• Work instructions:
Report only the number of lines in the items below that contain the string "blossom". Matching is case-sensitive.

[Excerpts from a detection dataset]
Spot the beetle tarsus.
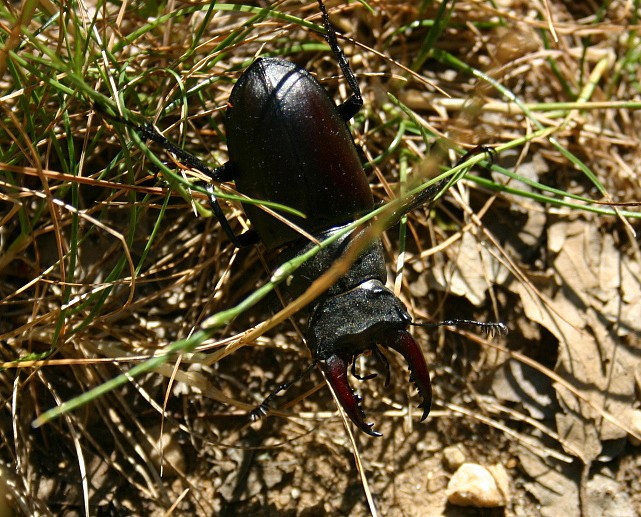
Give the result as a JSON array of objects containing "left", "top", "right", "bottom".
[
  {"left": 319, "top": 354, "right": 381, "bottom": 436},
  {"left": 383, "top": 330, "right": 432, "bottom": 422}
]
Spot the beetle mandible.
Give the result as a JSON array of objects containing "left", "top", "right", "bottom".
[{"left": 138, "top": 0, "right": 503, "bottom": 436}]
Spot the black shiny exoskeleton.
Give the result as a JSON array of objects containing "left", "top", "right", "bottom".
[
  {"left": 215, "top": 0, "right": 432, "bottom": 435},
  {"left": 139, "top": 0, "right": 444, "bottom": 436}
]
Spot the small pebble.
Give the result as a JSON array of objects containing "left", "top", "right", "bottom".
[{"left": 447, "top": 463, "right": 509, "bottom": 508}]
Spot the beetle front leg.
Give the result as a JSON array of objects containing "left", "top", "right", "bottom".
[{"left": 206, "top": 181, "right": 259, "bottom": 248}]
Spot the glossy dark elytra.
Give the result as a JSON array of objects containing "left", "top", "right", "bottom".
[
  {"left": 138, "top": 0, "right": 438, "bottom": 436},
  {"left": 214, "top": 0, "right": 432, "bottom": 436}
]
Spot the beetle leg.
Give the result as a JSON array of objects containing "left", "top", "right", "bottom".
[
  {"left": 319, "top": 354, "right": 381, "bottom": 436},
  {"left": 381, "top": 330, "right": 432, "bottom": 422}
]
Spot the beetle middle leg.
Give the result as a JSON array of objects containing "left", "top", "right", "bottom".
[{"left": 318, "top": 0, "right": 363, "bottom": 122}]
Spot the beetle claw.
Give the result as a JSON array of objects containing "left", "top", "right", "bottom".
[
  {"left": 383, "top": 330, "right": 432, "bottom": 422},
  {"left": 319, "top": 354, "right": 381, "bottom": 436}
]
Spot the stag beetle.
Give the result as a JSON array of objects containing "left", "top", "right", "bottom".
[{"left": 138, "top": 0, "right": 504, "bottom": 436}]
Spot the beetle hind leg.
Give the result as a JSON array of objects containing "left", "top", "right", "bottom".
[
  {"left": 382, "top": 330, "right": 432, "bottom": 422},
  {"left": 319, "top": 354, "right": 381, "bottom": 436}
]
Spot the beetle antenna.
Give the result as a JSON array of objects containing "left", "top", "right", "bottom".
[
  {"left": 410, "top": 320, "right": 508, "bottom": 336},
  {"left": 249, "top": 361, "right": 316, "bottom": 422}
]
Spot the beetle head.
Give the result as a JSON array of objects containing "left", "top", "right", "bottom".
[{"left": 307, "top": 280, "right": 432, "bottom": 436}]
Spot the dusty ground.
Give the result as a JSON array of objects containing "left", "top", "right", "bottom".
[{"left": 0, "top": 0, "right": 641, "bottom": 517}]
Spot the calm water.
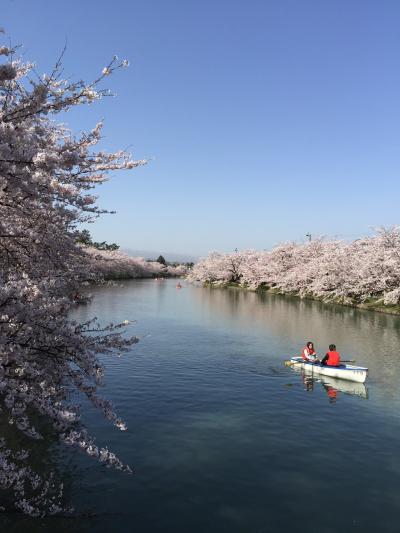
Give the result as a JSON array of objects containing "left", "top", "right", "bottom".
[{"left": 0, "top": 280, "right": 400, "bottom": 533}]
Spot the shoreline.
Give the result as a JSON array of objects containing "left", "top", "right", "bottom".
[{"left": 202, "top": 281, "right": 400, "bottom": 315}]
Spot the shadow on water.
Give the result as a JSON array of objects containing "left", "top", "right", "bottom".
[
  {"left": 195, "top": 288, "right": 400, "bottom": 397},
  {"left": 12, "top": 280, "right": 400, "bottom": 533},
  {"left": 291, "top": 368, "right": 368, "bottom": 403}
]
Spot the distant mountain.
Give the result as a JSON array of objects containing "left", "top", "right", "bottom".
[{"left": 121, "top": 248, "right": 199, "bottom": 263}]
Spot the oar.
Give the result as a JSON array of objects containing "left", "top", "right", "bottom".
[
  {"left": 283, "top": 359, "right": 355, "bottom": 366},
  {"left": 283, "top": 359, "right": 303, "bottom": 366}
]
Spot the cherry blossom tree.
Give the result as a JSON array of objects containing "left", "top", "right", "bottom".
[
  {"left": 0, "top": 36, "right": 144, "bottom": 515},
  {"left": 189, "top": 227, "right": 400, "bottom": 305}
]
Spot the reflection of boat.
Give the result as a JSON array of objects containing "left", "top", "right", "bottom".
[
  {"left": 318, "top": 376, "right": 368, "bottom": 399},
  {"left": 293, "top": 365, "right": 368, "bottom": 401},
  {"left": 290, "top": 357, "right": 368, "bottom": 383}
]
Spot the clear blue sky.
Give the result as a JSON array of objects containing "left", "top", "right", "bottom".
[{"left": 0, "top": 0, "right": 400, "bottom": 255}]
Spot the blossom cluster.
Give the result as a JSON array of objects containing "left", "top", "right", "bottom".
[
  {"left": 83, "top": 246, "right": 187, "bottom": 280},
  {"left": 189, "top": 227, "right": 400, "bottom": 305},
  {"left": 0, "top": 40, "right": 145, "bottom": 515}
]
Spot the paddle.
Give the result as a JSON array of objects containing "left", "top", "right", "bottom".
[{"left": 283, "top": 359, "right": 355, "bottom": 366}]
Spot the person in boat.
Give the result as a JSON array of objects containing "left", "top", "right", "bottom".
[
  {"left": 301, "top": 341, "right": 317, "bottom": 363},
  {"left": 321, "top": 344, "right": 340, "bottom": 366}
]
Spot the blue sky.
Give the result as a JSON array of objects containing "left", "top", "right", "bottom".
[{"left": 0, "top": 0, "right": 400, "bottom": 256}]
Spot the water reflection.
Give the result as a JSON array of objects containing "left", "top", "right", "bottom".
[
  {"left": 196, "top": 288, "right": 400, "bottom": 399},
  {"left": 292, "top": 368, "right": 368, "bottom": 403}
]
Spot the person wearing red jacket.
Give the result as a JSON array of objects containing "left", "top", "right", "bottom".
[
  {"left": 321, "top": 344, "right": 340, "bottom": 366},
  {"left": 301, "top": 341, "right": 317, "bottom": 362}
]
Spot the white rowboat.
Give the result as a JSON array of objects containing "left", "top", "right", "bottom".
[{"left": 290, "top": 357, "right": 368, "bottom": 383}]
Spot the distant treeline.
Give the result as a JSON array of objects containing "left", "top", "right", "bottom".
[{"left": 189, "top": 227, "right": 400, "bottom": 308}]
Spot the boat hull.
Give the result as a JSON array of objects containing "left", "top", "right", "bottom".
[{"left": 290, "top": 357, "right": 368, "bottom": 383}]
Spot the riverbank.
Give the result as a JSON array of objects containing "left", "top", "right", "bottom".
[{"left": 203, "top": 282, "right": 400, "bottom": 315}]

• Expected answer:
2